**本文:**
++++++++++++++++++++

自分の知識の定着を図るためのアプトプットです。詳しくは実際の本を読んでみて下さい!
(今回はいつもより特に省略気味です)
4.1 IPはインターネット層のプロトコル
エンドノード間の通信を実現するもの。ネットワーク層の下位に位置するデータリンク層は同じ種類のデータリンクだけで接続されているノード間のパケット伝送を行う。なので、データリンクを超えて通信するためにはネットワーク層が必要
ネットワーク上でIPアドレスが付けられた機器をノードと呼ぶ
→経路制御を行わないものをホストと呼ぶ
→経路制御を行うものをルータと呼ぶ
4.2 IPの基礎知識
IPの役割は主に3つ
- IPアドレス
- 終点ホストまでのパケット配送(ルーティング)
- IPパケットの分割処理と再構築処理
IPアドレス
MACアドレス
→同一のデータリンク内にあるコンピュータを識別できれば良い
→MACアドレスは(イーサネットの場合)48 bit
IPアドレス
→インターネットに接続されている全ての機器を識別しなければならない(ホストだけでなくルーターなどにも)

++++++++++++++++++++

[データファイルの一部]
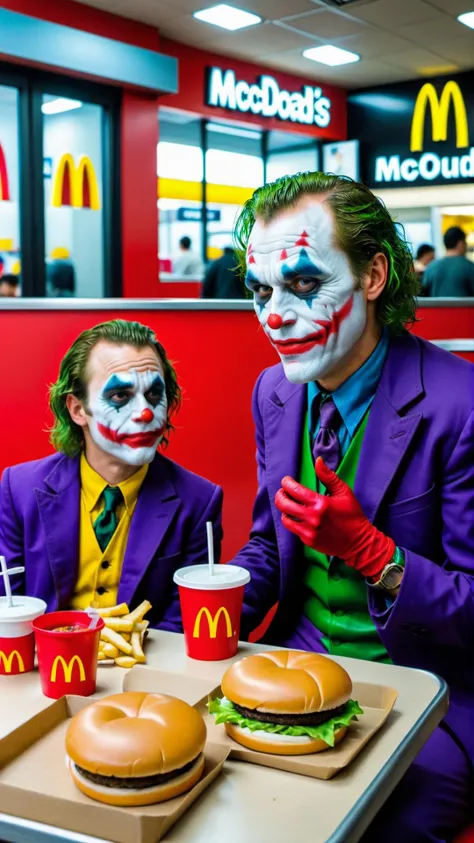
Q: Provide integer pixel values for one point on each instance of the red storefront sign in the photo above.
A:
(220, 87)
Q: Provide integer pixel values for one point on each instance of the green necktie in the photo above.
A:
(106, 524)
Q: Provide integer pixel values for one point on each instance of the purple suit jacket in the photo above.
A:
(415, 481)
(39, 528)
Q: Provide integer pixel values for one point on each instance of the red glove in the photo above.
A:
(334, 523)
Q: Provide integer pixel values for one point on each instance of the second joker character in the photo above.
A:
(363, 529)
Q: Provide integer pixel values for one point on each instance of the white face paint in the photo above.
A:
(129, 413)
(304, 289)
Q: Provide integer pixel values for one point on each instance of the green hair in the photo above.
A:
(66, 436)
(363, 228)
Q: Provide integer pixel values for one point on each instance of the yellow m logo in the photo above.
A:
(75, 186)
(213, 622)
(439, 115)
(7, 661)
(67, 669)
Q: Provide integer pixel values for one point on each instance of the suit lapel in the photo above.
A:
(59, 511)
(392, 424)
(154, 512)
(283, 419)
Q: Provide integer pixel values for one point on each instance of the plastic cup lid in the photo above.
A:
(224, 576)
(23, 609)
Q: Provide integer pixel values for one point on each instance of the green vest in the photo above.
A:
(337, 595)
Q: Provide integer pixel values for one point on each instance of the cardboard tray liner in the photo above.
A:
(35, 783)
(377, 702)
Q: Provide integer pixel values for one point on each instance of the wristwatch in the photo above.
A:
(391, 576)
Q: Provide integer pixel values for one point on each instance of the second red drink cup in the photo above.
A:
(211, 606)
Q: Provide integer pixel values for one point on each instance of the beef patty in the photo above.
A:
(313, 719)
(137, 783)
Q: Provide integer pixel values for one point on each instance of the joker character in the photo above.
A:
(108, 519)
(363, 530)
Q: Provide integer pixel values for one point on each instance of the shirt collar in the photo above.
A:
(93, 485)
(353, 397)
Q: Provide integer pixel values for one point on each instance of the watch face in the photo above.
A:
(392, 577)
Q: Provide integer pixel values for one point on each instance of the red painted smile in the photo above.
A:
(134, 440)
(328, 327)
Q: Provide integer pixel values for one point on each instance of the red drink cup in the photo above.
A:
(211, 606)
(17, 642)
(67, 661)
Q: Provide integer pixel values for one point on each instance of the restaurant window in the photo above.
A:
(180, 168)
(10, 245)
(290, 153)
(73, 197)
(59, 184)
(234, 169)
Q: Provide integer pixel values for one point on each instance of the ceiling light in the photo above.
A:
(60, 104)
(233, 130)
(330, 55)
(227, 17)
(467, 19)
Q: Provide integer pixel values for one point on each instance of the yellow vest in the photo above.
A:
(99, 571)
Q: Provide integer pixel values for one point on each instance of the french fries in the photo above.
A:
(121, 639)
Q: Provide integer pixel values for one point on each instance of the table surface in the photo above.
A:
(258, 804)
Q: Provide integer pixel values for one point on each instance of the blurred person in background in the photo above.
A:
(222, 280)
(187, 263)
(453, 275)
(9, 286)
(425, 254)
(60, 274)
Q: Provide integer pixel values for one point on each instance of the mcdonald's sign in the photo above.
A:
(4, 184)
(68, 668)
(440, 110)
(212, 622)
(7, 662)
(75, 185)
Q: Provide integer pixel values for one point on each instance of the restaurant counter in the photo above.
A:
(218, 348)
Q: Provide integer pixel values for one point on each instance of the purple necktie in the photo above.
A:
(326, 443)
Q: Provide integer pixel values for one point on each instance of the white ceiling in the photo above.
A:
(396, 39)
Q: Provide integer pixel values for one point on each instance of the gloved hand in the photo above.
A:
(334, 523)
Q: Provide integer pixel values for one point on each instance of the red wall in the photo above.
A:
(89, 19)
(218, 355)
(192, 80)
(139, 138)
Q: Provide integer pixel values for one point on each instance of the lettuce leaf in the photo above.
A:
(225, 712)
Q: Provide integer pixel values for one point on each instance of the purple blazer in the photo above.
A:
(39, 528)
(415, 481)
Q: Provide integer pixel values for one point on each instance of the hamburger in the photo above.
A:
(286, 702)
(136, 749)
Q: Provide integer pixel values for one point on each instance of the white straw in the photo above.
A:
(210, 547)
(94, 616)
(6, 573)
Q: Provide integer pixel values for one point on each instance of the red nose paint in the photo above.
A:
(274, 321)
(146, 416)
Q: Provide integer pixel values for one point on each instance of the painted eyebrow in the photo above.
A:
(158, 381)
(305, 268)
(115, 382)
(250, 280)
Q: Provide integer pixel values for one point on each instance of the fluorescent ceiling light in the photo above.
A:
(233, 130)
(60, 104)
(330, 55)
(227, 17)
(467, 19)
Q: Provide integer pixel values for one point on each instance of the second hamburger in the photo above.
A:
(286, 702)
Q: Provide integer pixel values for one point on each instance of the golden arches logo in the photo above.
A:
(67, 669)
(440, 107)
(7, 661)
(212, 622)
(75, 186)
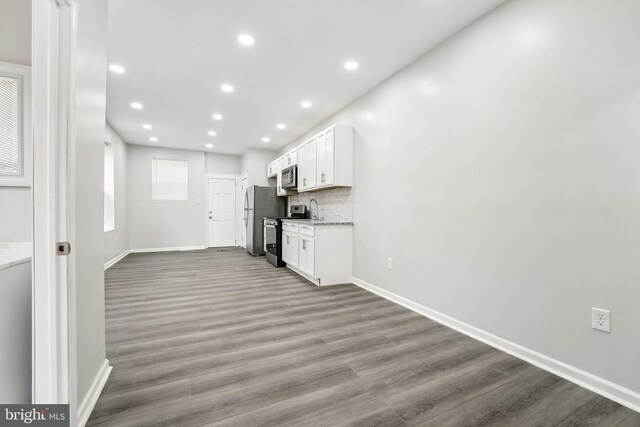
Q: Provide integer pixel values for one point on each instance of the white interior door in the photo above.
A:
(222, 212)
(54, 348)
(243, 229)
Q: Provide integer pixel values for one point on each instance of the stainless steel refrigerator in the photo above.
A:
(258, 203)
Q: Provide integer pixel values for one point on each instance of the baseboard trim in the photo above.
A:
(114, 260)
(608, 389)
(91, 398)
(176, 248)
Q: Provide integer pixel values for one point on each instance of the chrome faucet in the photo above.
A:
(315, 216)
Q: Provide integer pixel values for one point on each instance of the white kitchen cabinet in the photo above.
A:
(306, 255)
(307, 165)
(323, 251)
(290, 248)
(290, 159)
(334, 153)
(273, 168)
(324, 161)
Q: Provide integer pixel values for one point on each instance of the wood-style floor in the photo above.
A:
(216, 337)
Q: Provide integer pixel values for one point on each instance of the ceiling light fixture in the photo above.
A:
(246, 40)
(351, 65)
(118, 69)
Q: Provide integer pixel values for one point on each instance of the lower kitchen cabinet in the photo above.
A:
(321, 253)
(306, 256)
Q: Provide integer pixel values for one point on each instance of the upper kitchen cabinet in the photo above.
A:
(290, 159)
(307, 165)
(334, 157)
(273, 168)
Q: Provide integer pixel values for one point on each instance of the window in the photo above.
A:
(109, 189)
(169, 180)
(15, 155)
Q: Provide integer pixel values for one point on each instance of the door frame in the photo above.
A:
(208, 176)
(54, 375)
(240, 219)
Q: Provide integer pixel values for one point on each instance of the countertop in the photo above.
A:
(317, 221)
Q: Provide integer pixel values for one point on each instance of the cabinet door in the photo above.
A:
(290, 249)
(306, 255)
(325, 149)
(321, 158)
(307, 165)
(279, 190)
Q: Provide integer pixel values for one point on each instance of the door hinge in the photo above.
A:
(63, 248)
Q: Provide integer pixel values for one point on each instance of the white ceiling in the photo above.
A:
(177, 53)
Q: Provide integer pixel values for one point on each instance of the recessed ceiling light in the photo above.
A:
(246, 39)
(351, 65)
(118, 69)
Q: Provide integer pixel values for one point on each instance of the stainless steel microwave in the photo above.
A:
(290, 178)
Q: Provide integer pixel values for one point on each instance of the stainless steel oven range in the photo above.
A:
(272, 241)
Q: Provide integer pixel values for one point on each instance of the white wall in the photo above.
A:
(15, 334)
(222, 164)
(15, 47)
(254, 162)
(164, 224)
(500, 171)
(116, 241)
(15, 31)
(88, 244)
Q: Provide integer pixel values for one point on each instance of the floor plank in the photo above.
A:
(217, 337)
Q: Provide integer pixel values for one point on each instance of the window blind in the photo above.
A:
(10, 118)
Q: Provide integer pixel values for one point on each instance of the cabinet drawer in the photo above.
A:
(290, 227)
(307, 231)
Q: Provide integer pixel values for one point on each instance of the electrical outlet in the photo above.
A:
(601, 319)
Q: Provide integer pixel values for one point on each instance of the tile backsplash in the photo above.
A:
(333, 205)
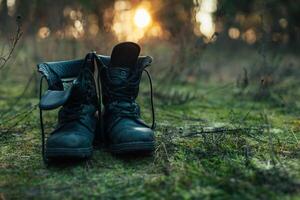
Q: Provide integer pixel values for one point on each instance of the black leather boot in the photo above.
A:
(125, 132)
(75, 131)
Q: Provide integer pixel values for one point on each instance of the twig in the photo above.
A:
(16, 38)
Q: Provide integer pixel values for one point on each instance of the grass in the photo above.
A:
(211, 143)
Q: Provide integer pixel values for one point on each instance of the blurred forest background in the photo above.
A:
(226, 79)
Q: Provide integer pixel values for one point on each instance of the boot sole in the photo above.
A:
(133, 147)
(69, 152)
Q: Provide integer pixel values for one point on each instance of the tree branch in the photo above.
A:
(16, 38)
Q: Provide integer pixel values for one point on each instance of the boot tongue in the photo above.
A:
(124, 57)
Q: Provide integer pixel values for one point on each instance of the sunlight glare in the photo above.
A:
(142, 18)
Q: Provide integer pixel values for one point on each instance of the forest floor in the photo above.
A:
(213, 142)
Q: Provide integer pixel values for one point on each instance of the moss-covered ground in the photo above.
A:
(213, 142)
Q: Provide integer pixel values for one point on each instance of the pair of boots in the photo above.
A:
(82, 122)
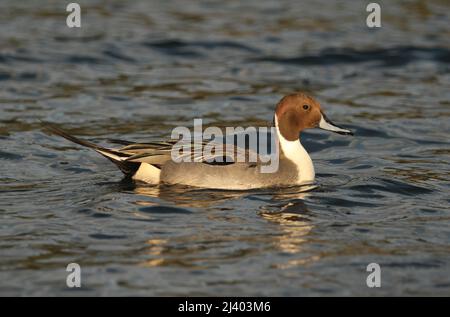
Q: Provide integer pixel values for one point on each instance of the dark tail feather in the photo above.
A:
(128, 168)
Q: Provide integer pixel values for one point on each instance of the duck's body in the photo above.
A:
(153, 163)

++++++++++++++++++++

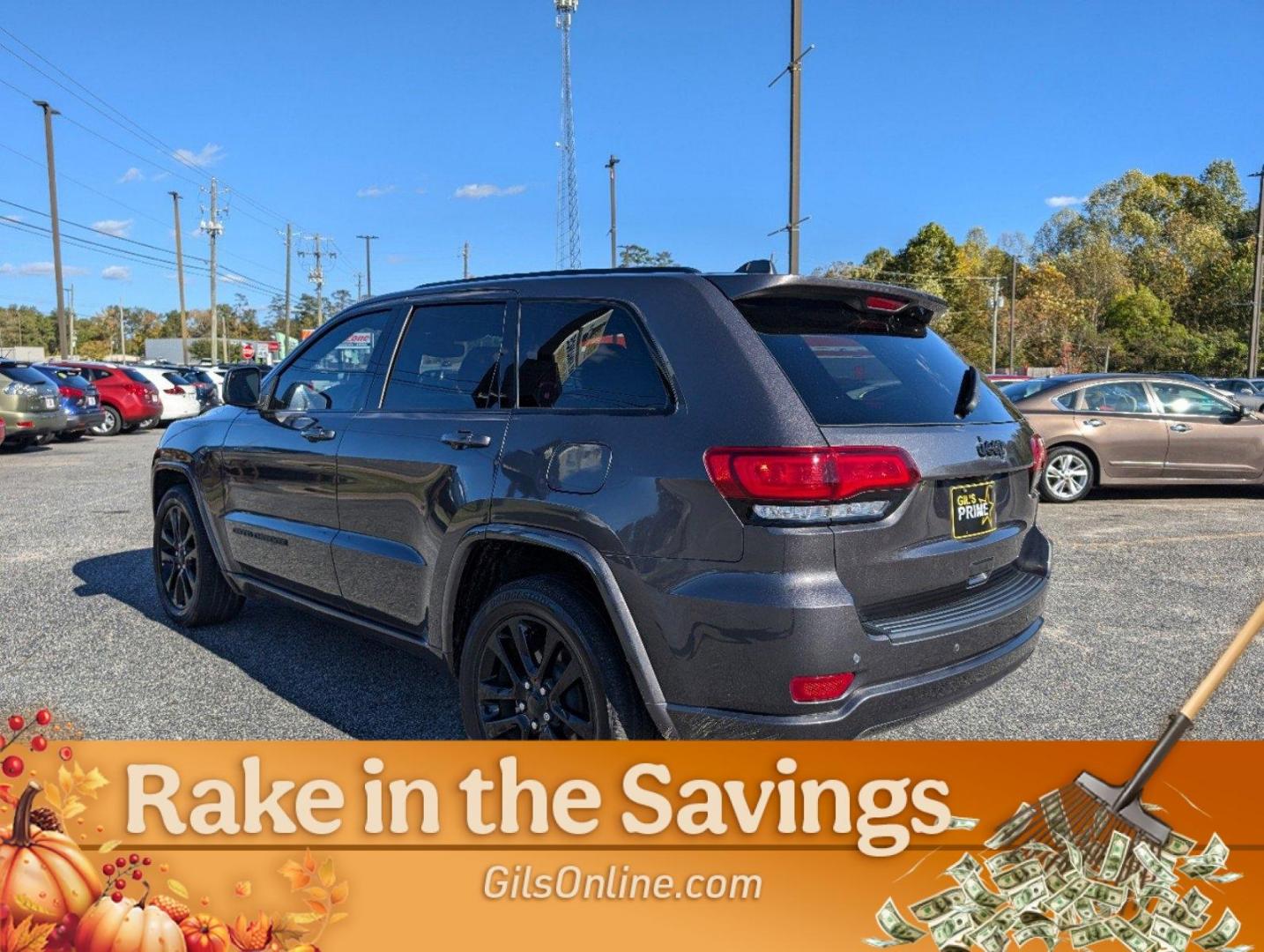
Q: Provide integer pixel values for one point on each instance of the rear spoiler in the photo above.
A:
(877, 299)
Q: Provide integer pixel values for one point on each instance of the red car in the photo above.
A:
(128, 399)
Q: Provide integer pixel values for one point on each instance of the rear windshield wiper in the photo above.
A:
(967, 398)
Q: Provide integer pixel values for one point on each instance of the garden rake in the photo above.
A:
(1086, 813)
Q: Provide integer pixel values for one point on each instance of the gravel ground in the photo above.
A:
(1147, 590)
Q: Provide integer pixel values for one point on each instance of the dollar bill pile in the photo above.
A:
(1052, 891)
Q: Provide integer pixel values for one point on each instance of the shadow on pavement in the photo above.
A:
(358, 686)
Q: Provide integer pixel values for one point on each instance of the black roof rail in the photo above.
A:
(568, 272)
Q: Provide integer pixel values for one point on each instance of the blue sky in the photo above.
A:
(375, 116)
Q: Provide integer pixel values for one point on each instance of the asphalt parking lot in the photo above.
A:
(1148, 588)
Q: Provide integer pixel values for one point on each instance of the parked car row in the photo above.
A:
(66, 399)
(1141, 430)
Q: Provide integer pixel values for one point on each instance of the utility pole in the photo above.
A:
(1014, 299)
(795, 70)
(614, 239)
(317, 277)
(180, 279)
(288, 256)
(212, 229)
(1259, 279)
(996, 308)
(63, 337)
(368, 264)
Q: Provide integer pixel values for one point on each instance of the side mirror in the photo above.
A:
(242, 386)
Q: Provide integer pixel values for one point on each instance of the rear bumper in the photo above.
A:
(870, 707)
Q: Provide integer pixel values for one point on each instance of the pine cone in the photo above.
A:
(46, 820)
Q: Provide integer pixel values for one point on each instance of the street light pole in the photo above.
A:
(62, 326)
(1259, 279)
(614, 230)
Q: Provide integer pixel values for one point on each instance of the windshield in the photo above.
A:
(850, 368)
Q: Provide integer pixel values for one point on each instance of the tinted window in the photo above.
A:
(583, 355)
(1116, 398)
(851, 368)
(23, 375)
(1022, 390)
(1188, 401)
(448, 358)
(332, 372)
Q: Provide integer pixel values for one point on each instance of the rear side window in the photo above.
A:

++++++++++++++++++++

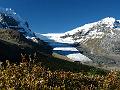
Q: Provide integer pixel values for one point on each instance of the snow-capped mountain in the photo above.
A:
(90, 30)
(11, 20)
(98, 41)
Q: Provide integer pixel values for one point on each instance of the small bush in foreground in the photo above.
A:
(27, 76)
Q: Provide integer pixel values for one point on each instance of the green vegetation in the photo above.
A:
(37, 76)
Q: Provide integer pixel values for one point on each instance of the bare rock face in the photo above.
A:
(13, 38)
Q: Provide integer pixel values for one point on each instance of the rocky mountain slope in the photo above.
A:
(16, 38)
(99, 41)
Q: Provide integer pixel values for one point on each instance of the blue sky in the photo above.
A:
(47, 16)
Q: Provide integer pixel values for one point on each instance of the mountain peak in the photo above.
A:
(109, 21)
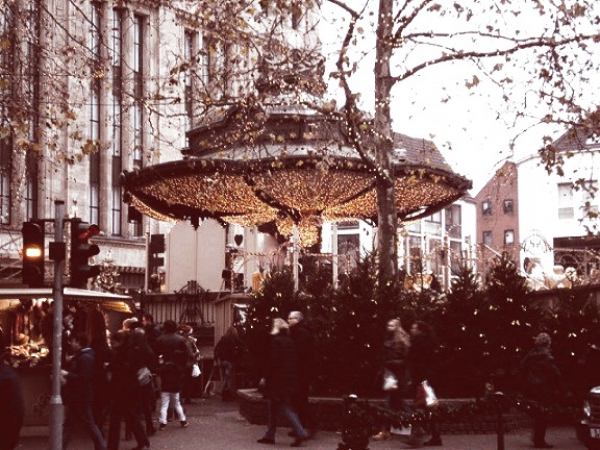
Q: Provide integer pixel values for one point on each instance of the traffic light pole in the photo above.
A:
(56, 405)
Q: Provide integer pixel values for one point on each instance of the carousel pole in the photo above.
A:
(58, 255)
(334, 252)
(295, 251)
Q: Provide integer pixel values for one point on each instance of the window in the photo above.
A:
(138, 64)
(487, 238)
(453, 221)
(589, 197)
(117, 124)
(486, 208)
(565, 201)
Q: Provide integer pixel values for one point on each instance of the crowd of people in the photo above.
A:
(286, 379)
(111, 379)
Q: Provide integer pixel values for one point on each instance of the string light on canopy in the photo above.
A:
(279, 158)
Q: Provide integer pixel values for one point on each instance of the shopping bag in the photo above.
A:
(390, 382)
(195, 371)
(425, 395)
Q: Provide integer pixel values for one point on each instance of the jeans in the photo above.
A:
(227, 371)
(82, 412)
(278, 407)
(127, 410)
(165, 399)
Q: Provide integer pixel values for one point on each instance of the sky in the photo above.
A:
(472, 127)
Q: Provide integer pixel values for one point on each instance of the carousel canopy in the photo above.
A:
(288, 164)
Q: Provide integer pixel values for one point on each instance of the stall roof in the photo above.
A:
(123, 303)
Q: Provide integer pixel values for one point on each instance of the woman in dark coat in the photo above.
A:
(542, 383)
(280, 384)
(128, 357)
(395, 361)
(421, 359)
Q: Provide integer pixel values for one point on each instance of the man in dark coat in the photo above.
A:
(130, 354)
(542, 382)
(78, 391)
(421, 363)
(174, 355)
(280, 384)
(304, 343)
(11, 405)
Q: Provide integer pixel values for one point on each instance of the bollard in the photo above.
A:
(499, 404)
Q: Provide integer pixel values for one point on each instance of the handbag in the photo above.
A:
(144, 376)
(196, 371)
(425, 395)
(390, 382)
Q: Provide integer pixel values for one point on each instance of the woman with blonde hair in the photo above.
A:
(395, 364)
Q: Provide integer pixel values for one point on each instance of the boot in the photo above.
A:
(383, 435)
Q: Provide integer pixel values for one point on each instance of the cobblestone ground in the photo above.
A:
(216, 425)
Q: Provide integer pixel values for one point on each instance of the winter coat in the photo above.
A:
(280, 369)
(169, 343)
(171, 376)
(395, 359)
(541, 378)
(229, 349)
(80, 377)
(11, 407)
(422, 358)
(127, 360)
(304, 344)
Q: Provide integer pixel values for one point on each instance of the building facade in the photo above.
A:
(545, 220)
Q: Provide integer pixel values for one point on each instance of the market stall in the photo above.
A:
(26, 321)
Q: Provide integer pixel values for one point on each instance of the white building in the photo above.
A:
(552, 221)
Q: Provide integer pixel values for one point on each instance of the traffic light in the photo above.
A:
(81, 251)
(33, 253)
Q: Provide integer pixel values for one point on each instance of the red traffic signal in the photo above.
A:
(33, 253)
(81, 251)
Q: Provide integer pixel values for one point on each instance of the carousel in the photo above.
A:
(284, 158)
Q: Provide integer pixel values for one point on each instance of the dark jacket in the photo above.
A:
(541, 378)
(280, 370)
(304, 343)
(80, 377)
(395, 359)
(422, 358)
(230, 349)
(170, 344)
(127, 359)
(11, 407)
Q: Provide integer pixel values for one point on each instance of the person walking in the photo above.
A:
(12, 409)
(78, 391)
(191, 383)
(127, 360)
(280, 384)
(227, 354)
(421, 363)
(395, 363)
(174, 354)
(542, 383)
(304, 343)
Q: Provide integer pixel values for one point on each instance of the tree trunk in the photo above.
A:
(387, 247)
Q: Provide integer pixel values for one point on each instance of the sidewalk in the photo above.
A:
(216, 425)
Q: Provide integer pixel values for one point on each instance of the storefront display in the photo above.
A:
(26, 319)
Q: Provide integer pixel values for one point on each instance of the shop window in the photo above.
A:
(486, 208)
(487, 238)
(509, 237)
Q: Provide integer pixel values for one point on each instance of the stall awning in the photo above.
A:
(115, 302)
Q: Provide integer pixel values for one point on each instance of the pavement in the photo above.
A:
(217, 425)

++++++++++++++++++++

**課題 A:**
IPについての本文で、IPの主な役割として挙げられているものをすべて書き出してください。
**課題 B:**
IPについての本文を、最後の文の後から引き継いで書き進めてください。

**解答 A:**
- IPアドレス
- 終点ホストまでのパケット配送(ルーティング)
- IPパケットの分割処理と再構築処理

**解答 B:**
→IPアドレスは (IPv4の場合) 32 bit (IPv6の場合) 128 bit
経路制御(ルーティング)
宛先IPアドレスのを元に、次のルーターやホストまでの経路を決める
レイヤ2スイッチ(スイッチングハブ)ではMACアドレスとホストの対応表が必要(転送表(フォワーディングテーブル))
レイヤ3スイッチ(ルーター)ではIPアドレスとホストの対応表が必要(経路制御表(ルーティングテーブル))
ネットワークの1区間のことを1ホップという。IPの経路制御はホップバイホップルーティングいう方式で行われ、その1区間ごとに次のルートが決定されパケットが転送される
宛先IPアドレス(最終目的ホスト)をルーターに伝えると、次に行くべきIPアドレスを教えてくれるので、そのIPアドレスからMACを知ることで、データリンク層によって次のMACアドレスのあるルーターやホストまで届けてくれる(それぞれのルーターで調べながら進む方法をad hoc(アドホック)というらしい)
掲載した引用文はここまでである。